(Collection entries)
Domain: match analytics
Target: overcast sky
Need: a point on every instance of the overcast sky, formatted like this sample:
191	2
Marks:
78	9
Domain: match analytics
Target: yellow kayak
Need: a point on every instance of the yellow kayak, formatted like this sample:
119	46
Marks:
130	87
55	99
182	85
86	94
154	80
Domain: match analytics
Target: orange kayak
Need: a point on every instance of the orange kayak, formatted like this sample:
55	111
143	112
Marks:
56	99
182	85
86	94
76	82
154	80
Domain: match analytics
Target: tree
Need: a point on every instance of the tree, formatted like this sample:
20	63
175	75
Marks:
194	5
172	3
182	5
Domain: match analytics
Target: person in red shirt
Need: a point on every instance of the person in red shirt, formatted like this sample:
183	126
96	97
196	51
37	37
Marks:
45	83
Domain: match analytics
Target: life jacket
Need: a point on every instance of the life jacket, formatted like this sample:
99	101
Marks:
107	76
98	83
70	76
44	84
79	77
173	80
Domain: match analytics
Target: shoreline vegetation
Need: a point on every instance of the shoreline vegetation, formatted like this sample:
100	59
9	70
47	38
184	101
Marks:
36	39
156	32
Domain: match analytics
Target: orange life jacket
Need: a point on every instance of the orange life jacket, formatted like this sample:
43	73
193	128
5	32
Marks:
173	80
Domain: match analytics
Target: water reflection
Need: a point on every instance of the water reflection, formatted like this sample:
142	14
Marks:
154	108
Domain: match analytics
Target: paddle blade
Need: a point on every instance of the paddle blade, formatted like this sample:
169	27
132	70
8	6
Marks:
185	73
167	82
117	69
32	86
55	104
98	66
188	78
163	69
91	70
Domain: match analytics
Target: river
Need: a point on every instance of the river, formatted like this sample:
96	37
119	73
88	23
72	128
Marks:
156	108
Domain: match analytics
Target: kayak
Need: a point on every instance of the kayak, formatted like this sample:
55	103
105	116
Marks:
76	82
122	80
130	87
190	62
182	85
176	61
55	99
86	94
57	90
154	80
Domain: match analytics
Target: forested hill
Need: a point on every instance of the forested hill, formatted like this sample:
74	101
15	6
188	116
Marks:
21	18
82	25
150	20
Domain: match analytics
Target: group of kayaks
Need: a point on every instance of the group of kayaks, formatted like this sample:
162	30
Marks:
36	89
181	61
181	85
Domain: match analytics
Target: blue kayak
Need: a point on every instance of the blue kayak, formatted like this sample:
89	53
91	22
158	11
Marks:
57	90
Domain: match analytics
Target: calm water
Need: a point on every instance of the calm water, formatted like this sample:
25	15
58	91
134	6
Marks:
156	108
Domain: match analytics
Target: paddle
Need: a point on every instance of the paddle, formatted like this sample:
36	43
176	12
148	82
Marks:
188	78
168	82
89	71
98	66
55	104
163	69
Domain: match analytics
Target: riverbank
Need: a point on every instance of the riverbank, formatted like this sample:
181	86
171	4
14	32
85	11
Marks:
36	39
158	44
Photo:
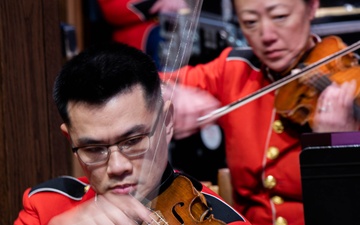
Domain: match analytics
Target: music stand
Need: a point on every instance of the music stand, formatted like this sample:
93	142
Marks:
330	174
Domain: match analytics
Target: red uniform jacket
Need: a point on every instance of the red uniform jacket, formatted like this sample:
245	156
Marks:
131	20
56	196
262	150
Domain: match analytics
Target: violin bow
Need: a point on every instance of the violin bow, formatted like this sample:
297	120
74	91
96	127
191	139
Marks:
215	114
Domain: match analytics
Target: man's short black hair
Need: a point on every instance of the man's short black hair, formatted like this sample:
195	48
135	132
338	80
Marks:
100	73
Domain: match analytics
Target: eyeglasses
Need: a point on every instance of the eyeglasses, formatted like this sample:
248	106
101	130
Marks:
130	147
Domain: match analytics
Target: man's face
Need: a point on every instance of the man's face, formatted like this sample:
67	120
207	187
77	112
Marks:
122	117
277	30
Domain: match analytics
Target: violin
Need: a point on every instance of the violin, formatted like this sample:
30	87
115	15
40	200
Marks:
181	203
329	61
297	100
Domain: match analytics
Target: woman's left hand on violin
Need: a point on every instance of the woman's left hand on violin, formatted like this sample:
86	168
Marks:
334	110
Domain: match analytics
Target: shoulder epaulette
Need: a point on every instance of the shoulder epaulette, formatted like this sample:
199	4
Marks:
245	54
65	185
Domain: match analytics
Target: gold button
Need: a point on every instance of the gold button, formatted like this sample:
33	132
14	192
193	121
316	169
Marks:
280	221
278	127
277	200
270	182
272	153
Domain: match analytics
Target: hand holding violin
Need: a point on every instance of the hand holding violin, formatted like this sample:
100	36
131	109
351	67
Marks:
334	111
103	210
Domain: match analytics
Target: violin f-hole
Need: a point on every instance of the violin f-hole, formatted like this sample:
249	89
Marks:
177	216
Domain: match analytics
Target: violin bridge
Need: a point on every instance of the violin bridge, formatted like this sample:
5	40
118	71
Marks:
157	219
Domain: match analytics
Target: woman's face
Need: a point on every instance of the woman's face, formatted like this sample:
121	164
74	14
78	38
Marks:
277	30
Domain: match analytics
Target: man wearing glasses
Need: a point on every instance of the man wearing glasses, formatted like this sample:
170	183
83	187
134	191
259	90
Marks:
119	128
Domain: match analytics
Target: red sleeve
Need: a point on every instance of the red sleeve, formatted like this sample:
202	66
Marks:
28	214
121	12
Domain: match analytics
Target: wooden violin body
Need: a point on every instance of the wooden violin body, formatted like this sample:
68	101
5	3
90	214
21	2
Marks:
297	100
181	203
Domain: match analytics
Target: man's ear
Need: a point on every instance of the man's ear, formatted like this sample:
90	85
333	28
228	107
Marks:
65	131
168	112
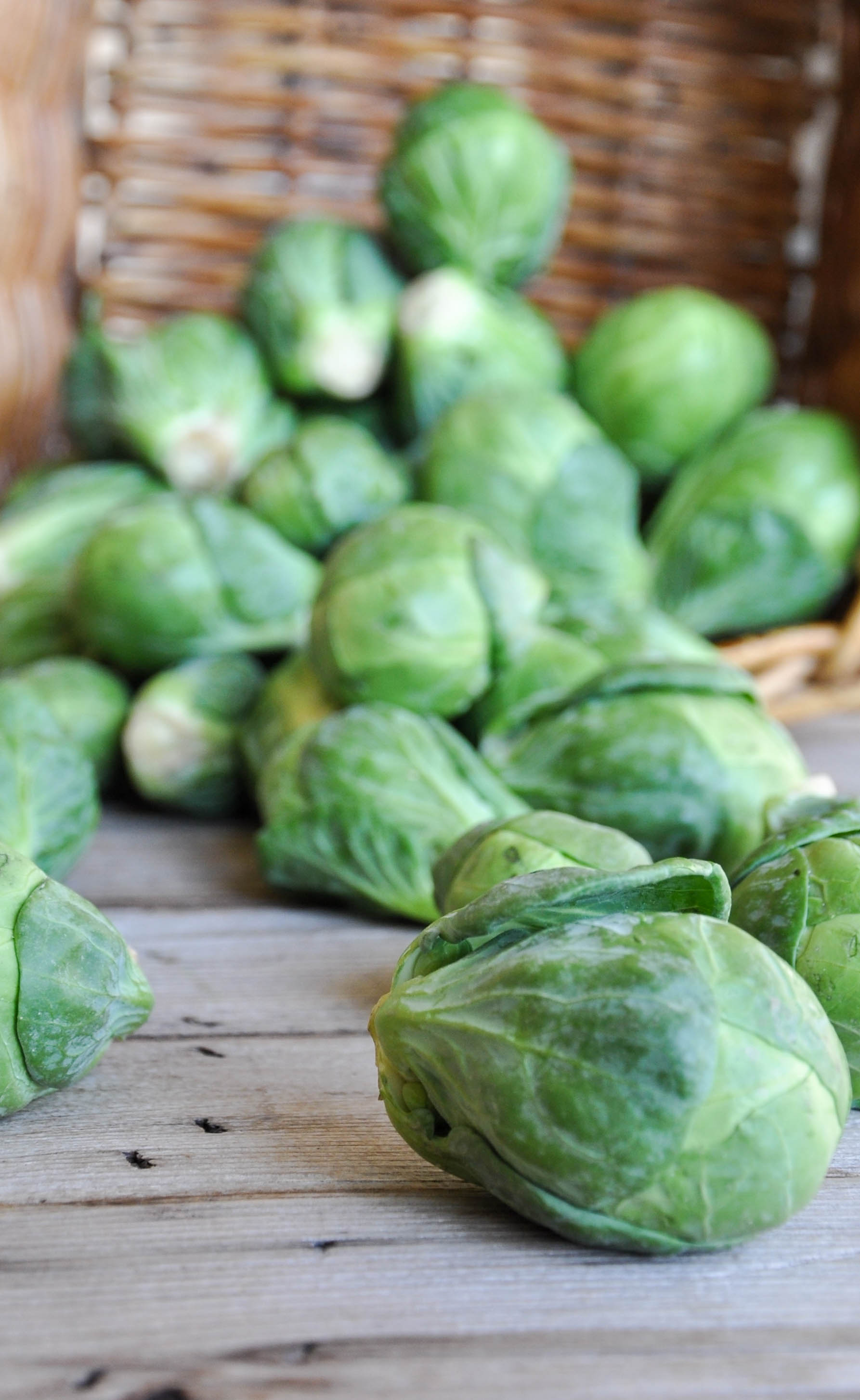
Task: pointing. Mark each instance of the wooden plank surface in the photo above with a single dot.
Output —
(222, 1211)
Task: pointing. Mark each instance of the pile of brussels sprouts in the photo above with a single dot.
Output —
(372, 557)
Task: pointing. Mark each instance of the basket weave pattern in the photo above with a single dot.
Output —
(230, 114)
(212, 118)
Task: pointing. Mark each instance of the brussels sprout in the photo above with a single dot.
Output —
(44, 524)
(535, 671)
(89, 703)
(177, 577)
(495, 852)
(456, 338)
(668, 370)
(628, 636)
(612, 1060)
(680, 756)
(407, 611)
(761, 528)
(475, 180)
(534, 468)
(361, 805)
(290, 698)
(87, 389)
(191, 397)
(321, 300)
(36, 621)
(800, 895)
(332, 475)
(181, 741)
(48, 790)
(69, 985)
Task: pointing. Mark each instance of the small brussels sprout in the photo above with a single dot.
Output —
(177, 577)
(331, 477)
(321, 301)
(628, 636)
(800, 895)
(48, 790)
(89, 703)
(181, 741)
(761, 528)
(534, 468)
(361, 804)
(290, 698)
(680, 756)
(407, 611)
(191, 397)
(477, 181)
(495, 852)
(44, 524)
(456, 338)
(667, 372)
(69, 985)
(611, 1059)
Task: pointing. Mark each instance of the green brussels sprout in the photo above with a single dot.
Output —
(86, 388)
(36, 621)
(361, 804)
(680, 756)
(44, 524)
(69, 985)
(181, 741)
(48, 790)
(761, 528)
(534, 468)
(667, 372)
(331, 477)
(477, 181)
(495, 852)
(800, 895)
(628, 636)
(321, 300)
(456, 338)
(177, 577)
(290, 698)
(191, 397)
(612, 1060)
(535, 670)
(407, 611)
(89, 703)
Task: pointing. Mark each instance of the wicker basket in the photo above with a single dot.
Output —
(698, 132)
(41, 56)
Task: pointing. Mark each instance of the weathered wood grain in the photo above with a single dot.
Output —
(761, 1365)
(262, 971)
(171, 1282)
(306, 1251)
(155, 860)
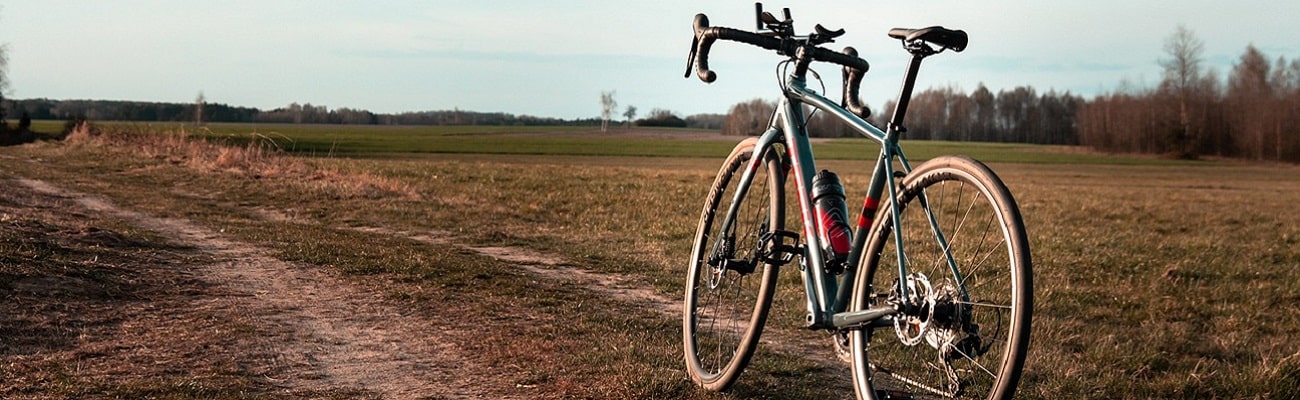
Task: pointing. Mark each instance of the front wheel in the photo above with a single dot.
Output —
(963, 327)
(731, 281)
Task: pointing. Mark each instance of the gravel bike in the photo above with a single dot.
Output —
(928, 295)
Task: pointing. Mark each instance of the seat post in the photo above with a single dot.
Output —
(909, 81)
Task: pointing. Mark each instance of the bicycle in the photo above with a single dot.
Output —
(934, 282)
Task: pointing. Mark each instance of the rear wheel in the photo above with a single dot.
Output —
(963, 330)
(729, 283)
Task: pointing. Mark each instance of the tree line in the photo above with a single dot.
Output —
(1018, 114)
(293, 113)
(1252, 113)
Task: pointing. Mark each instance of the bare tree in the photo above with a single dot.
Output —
(4, 78)
(1249, 94)
(1183, 82)
(749, 117)
(607, 105)
(631, 113)
(198, 108)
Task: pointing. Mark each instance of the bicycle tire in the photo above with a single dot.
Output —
(719, 333)
(924, 353)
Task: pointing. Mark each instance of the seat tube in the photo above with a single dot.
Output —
(819, 288)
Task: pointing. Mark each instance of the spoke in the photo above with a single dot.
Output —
(975, 362)
(984, 304)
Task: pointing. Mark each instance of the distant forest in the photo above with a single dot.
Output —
(1251, 113)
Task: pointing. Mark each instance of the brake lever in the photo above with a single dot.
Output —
(690, 59)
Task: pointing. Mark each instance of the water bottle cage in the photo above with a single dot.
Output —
(781, 247)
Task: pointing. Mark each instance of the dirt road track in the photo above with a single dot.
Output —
(324, 331)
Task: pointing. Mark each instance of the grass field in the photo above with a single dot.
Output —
(1155, 278)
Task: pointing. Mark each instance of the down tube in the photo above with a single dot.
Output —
(818, 286)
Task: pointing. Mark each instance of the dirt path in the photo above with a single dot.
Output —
(325, 333)
(316, 330)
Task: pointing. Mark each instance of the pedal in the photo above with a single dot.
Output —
(781, 247)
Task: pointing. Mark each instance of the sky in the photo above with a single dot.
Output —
(555, 57)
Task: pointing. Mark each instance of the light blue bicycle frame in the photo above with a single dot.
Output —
(827, 295)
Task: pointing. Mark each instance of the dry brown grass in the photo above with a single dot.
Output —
(259, 157)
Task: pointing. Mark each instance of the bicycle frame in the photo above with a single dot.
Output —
(828, 296)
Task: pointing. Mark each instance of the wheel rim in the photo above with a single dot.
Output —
(966, 337)
(722, 303)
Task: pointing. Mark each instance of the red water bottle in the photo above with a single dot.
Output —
(832, 216)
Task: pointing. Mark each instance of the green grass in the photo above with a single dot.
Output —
(365, 140)
(1153, 279)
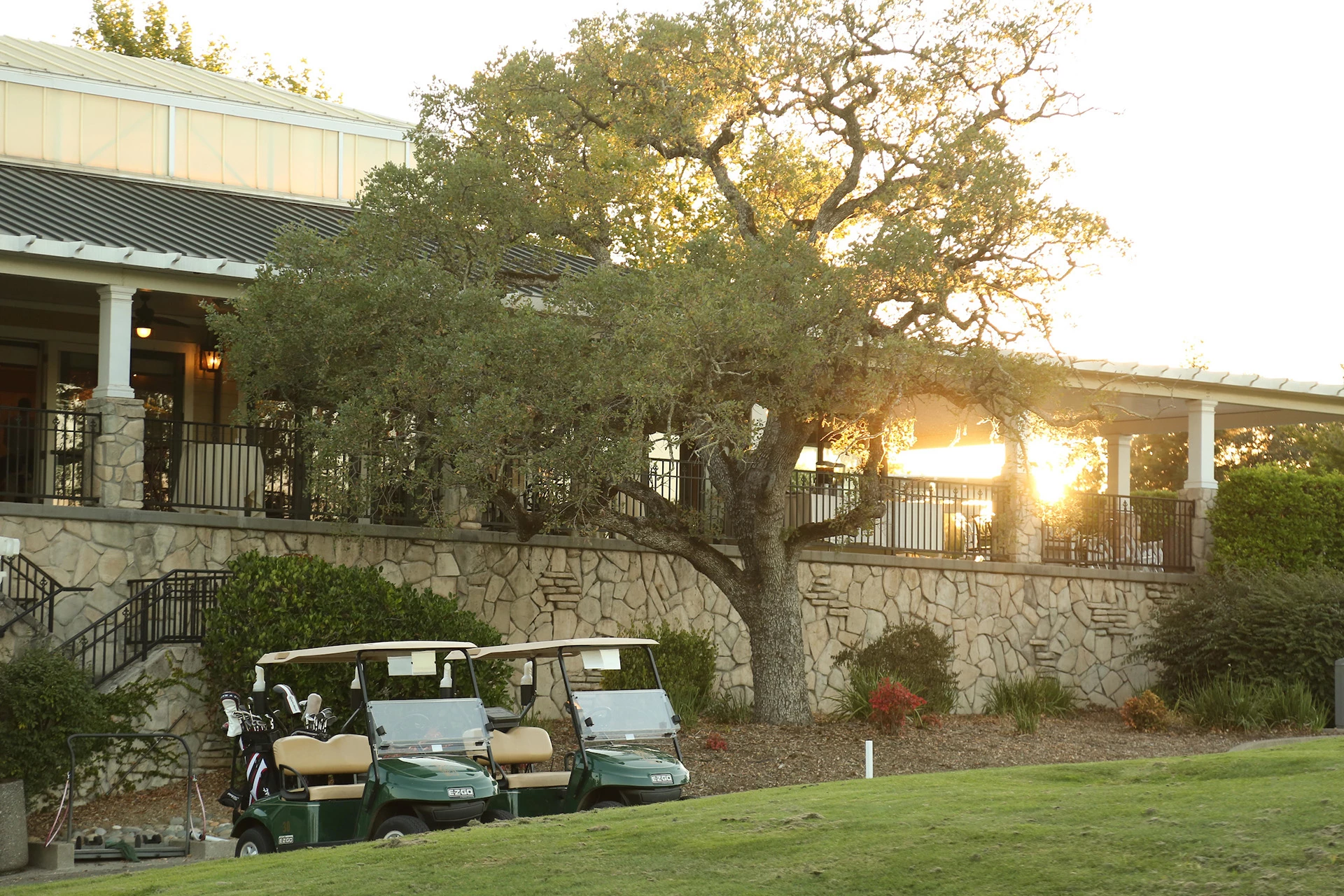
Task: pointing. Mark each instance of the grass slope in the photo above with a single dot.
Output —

Exercise brief: Could you turn everything above, from the line containing "Task: pointing. Mark each instance of the seat tube" down through the line containing "(1251, 113)", into a Markdown table with the columns Row and Line, skipping any blank lines?

Result of the exercise:
| Row | Line |
|---|---|
| 1 | Task: pointing. Mark each instance of the seat tube in the photo above with a single dot. |
| 2 | Output — |
| 3 | (819, 288) |
| 4 | Task: pointing. Mark each instance of the spoke in the photo above with a single dot. |
| 5 | Output — |
| 6 | (975, 362) |
| 7 | (984, 304) |
| 8 | Task: pointing. Mark each instance of the distant forest in the photo above with a single dot. |
| 9 | Output — |
| 10 | (1251, 113) |